What is needed here is a faithful repeat of every entry, with no character changed.
• • • •
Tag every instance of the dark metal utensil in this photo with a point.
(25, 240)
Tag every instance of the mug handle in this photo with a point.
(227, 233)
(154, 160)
• • • •
SOLUTION BELOW:
Tag every instance of the dark metal utensil in this photo with a point.
(25, 240)
Tag every instance of the mug handle in this photo with a point.
(227, 233)
(154, 160)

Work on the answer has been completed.